*Goal of the exercise*.
Count the lines in the rows below that contain the string "instance". Reply with that number only.

*Stored data*.
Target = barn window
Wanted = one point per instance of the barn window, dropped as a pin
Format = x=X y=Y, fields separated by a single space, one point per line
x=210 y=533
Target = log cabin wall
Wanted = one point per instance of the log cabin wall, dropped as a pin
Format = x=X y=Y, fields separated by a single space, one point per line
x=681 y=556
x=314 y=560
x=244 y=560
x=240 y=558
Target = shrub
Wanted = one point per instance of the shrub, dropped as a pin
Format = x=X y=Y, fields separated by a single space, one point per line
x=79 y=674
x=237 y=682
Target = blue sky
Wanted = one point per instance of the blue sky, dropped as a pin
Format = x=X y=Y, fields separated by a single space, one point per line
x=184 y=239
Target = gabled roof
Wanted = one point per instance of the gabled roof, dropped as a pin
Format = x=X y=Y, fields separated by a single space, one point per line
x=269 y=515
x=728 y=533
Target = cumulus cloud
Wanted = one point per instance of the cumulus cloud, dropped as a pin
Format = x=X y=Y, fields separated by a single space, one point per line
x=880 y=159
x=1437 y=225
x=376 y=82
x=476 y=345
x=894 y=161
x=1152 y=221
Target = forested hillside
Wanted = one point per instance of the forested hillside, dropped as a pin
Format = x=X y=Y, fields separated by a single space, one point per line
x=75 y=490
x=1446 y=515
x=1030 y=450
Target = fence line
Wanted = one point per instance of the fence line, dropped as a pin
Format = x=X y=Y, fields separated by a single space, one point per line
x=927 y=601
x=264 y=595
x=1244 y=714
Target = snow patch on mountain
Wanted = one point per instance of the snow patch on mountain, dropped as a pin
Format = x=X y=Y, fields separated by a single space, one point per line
--
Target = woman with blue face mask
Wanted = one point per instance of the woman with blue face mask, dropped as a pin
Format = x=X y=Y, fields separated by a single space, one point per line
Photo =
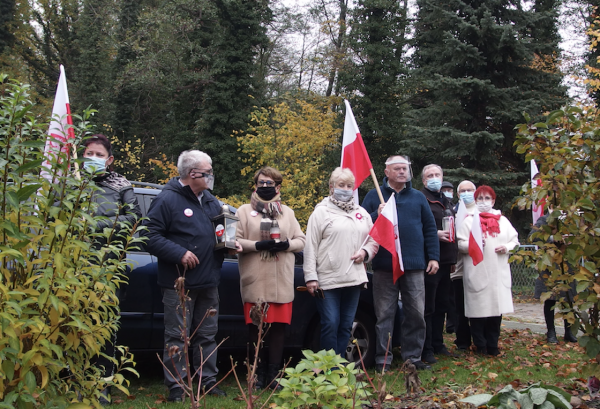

*In response*.
10